▶ **Yazılı Görev a**
Aşağıdaki metne göre taraflar arasında imzalanan sözleşme hangi tarihi taşıyor?

▶ **Verilen Metin**
################
2. Dairemizin 13.09.2021 tarihli ve 2021/7247 Esas, 2021/11612 Karar sayılı ilâm ile davalı tarafın diğer itirazları yerinde görülmeyerek kadroya geçişte taraflar arasında sözleşme yapıldığı ve temel ücretin asgari ücretin %65 fazlası olduğuna ilişkin belirleme yapılmadığı, buna göre fark ücret, ikramiye ve ilave tediye istemlerinin reddi gerektiği, fazla çalışma, yol yardımı, ulusal bayram ve genel tatil ücreti ile gece zammı alacaklarının ise taraflar arasında imzalanan 01.04.2018 tarihli sözleşmede belirlenen ücrete göre hesaplanması gerektiği gerekçesiyle karar bozulmuştur.
B. İlk Derece Mahkemesince Bozmaya Uyularak Verilen Karar
İlk Derece Mahkemesinin yukarıda tarih ve sayısı belirtilen kararı ile bozma ilâmına uyulmuş, bilirkişiden ek rapor alındıktan sonra, bozma ilâmı gereği fark ücret, ikramiye ve ilave tediye istemlerinin reddine karar verilmiştir. Fazla çalışma, yol yardımı, ulusal bayram ve genel tatil ücreti ile gece zammı alacakları ise bozma ilâmı gereği taraflar arasındaki sözleşme ile belirlenen ücretten hesaplanmış ve bu kalemlerde fark alacak bulunduğu gerekçesiyle davanın kısmen kabulüne karar verilmiştir.
################
▶ **Yazılı Görev b**
Kayıtların en başından başlayıp "xmin=0 ymin=586 xmax=897 ymax=1120" geçen satırda biten bölümü, o satır da dahil, hiçbir şeyi değiştirmeden yazın.
################
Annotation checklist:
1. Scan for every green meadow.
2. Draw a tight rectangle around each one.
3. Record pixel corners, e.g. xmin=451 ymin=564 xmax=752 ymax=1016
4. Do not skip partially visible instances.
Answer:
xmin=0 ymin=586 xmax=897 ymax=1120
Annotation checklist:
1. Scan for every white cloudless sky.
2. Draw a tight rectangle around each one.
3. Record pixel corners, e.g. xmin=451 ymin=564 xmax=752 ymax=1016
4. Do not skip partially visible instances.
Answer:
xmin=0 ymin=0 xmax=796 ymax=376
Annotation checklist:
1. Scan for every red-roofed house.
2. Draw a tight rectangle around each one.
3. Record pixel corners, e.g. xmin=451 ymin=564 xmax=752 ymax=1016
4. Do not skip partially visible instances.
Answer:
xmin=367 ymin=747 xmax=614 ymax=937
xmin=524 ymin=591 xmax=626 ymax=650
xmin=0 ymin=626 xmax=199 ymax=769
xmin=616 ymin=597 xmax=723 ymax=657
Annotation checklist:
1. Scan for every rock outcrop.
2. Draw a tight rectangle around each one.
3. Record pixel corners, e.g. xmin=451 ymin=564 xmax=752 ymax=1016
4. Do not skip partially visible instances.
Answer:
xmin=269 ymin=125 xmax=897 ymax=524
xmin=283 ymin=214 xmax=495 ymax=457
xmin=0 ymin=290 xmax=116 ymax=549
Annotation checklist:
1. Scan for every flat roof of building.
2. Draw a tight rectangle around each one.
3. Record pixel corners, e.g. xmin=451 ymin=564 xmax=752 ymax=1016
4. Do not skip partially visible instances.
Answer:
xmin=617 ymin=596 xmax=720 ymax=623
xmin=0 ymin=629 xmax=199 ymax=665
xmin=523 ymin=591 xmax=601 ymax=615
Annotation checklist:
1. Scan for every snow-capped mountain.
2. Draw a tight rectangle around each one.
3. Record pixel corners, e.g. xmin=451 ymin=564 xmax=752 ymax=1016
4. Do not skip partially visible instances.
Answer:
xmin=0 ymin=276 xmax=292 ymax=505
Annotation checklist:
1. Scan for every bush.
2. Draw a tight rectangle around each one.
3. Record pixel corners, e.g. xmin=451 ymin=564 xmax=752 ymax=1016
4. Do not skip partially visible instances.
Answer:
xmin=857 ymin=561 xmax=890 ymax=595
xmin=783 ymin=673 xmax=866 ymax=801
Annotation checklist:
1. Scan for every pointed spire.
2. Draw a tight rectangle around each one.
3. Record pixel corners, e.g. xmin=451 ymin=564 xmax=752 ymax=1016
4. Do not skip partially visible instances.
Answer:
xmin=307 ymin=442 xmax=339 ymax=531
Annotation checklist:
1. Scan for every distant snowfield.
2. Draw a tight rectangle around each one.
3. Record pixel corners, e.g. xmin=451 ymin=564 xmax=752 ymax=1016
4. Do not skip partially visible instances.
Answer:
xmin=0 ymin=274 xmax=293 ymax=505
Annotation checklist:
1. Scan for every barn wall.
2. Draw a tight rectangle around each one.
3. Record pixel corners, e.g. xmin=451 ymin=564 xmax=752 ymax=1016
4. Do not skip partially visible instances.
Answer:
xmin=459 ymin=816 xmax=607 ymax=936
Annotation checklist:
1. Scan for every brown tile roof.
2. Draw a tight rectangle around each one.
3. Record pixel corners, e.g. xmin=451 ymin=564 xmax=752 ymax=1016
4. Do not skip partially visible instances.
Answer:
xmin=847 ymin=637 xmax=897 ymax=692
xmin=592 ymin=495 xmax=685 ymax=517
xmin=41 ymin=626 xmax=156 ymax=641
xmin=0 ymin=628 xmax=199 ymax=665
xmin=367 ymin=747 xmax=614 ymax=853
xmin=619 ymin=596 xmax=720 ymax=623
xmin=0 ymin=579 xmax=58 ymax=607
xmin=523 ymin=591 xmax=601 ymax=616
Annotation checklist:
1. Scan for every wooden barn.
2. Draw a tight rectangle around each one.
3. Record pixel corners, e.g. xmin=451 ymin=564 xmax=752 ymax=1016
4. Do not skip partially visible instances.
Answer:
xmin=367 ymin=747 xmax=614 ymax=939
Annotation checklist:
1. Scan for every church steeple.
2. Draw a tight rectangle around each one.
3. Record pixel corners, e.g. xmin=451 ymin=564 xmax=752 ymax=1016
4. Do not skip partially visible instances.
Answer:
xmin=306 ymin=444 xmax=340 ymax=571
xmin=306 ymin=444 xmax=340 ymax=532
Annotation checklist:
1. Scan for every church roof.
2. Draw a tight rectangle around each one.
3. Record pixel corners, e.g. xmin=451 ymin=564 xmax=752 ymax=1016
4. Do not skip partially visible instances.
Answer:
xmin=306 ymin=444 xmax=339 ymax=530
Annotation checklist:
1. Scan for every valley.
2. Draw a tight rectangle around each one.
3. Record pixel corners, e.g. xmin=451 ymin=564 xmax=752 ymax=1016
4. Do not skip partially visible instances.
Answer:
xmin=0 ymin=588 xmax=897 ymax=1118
################
▶ **Yazılı Çözüm a**
01.04.2018

▶ **Yazılı Çözüm b**
Annotation checklist:
1. Scan for every green meadow.
2. Draw a tight rectangle around each one.
3. Record pixel corners, e.g. xmin=451 ymin=564 xmax=752 ymax=1016
4. Do not skip partially visible instances.
Answer:
xmin=0 ymin=586 xmax=897 ymax=1120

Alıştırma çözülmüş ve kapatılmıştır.